*Objetivo*: Indique as partes do padrão comum aos três anúncios da paixão, segundo o texto de leitura, e os versículos de cada uma.

*Texto de leitura*:
+---+

Proclamar Libertação – Volume 36
Prédica: Marcos 9.30-37
Leituras: Jeremias 11.18-20 e Tiago 3.13-4.3, 7-8a
Autora: Renato Küntzer
Data Litúrgica: 17º Domingo após Pentecostes
Data da Pregação: 23/09/2012
1. Introdução
O texto de Marcos 9.30-37 está indicado como perícope de pregação para o 17º Domingo após Pentecostes. Os textos de leitura previstos são Jeremias 11.18-20 e Tiago 3.13-4.3, 7-8a. Jeremias compara sua vida profética a um cordeiro manso levado ao matadouro, pois estão conspirando contra a sua vida. Significativo é que Jeremias coloca a sua causa nas mãos de Deus, por quem foi chamado para ser profeta. Tiago retrata sua comunidade como uma comunidade dividida, em conflitos e propensa a realizar os desejos deste mundo e da natureza humana para os seus próprios prazeres. A isso ele contrapõe a prática da humildade e da sabedoria que vem do céu, que é pura, cheia de misericórdia, bondosa e amigável, que é o evangelho de Jesus Cristo.
2. Exegese
O texto em questão é o segundo anúncio da paixão no Evangelho de Marcos. O primeiro está em Marcos 8.31-9.1, e o terceiro, em Marcos 10.32-45. Todos os três anúncios têm o mesmo padrão:
I – Anúncio da paixão: 9.30-31;
II – Situação de mal-entendido: 9.32-34;
III – Instruções de Jesus: 9.35-37.

+---+

*Dados apresentados*:
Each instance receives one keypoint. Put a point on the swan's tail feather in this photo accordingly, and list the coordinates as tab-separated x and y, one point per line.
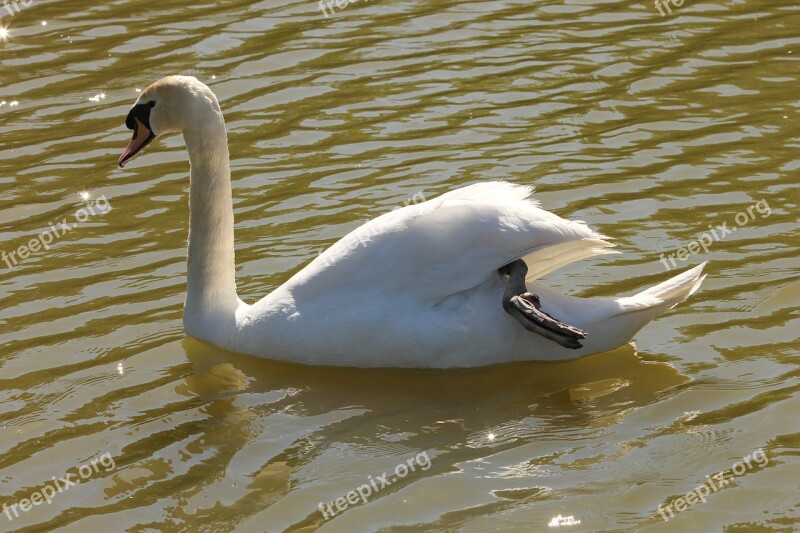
637	310
676	289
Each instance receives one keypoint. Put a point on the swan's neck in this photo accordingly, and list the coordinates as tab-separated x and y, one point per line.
211	291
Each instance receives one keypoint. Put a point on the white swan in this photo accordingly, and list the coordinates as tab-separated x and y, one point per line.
436	284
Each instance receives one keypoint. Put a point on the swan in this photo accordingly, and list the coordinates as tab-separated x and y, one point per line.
438	284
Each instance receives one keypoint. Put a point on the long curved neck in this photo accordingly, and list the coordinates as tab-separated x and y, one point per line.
211	291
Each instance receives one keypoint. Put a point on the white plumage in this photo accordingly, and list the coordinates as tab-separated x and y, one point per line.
416	287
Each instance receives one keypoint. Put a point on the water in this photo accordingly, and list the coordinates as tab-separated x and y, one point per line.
650	128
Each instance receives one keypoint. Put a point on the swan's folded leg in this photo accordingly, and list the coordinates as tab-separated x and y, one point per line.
525	308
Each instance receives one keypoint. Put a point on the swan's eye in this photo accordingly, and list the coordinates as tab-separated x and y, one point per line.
141	112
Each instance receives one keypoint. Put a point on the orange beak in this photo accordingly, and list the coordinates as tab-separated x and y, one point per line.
141	138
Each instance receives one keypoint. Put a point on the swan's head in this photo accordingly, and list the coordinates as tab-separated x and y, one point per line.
174	103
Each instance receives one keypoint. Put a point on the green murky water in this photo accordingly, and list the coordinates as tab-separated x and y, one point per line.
649	127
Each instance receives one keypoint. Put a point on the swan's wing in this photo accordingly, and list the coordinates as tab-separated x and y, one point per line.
449	244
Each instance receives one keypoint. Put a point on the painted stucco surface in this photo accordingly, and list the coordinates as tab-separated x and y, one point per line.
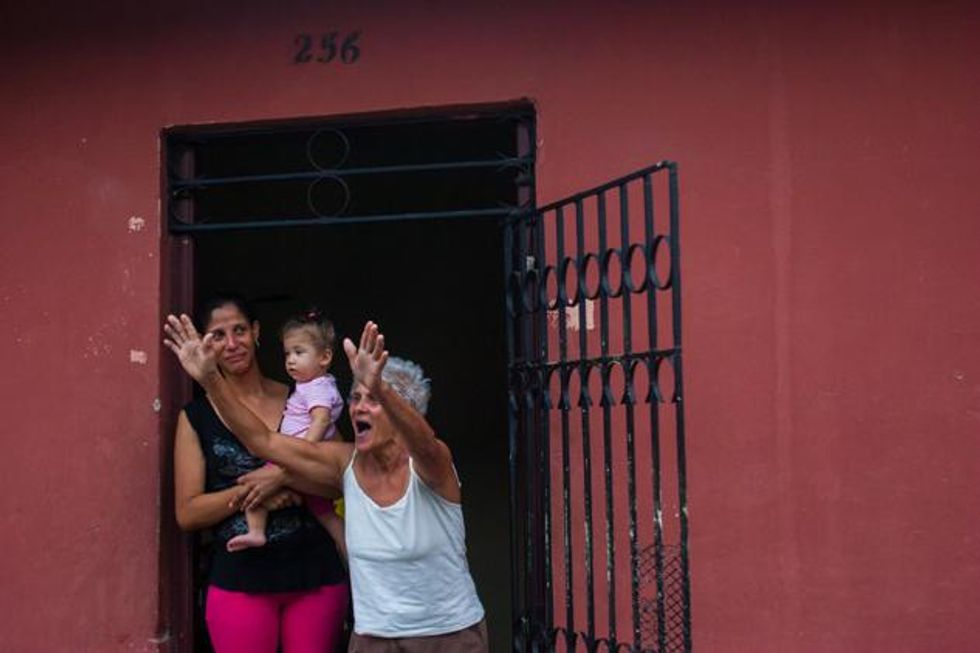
831	248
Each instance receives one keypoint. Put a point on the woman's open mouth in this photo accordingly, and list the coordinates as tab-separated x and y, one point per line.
361	428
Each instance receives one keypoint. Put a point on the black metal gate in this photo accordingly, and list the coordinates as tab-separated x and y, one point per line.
597	457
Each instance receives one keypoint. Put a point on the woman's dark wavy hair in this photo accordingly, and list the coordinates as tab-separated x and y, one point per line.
222	298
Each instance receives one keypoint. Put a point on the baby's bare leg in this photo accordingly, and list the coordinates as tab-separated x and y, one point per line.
255	537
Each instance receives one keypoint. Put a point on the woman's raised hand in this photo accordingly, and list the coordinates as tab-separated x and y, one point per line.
368	358
198	357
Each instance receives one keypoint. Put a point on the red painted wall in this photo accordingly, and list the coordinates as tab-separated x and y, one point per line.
830	255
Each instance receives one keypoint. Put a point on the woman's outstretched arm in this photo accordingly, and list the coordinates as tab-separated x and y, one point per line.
432	458
321	462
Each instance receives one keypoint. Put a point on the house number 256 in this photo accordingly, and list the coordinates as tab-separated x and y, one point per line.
328	47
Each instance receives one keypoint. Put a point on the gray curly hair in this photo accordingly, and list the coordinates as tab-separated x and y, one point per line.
408	380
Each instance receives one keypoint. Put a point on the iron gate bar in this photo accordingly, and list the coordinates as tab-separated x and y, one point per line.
544	425
675	272
178	227
627	298
564	405
606	406
653	335
585	403
178	186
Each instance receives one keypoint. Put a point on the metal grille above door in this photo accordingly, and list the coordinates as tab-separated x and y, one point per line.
599	512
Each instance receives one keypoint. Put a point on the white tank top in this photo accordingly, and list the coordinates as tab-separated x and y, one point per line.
408	568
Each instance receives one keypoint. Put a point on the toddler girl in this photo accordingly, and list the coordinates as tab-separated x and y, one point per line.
311	411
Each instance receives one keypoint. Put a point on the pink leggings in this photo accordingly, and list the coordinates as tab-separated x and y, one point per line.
308	622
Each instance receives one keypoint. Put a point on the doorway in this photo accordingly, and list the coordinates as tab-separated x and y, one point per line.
390	218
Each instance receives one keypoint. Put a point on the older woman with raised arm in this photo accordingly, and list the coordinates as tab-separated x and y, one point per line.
411	584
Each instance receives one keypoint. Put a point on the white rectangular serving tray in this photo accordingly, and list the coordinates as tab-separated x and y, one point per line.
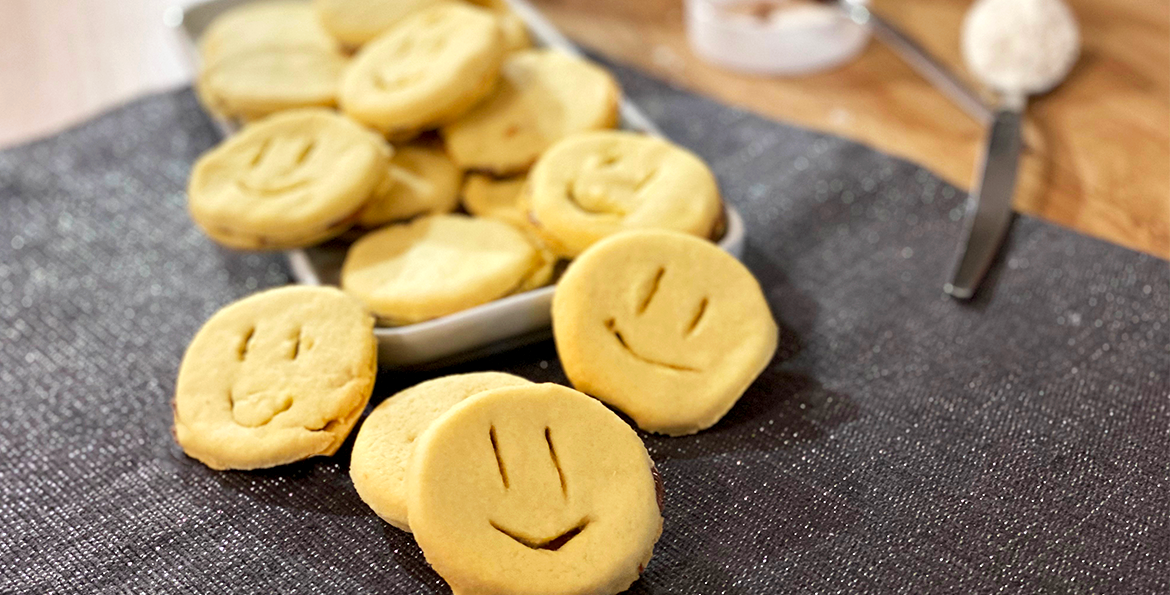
491	327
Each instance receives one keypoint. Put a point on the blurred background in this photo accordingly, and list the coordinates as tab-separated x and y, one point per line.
1096	146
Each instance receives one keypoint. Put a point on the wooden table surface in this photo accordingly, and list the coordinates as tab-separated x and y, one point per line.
1099	146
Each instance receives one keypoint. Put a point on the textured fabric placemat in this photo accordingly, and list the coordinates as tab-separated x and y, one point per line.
900	441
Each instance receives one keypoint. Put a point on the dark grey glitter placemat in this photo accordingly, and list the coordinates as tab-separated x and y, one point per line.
900	442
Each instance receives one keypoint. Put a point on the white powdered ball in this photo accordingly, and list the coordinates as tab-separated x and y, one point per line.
1026	46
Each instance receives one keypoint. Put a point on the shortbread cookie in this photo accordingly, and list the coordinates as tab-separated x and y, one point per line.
270	23
425	70
496	198
290	180
436	265
542	97
515	32
275	378
534	489
355	22
662	325
252	83
421	180
382	451
597	184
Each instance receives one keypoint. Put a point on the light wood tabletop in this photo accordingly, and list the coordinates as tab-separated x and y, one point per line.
1096	146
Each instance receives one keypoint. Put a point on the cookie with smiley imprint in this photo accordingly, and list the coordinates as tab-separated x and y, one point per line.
424	71
382	451
663	326
597	184
275	378
290	180
534	489
543	96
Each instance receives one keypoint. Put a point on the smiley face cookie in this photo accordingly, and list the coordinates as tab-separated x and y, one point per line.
257	81
286	23
425	70
436	265
421	180
532	489
290	180
665	326
542	97
356	22
275	378
597	184
382	451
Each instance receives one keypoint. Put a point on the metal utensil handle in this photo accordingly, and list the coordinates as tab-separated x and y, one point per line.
989	208
921	61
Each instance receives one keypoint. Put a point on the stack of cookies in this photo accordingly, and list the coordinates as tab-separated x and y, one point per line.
508	486
461	164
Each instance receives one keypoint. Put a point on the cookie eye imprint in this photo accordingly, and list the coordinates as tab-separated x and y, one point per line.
534	489
425	70
275	378
663	326
593	185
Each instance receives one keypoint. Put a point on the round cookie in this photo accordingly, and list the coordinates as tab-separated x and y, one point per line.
290	180
425	70
542	97
284	23
436	265
382	451
534	489
421	180
663	326
255	82
275	378
355	22
597	184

+---+

*Resultado*:
- Anúncio da paixão: 9.30-31
- Situação de mal-entendido: 9.32-34
- Instruções de Jesus: 9.35-37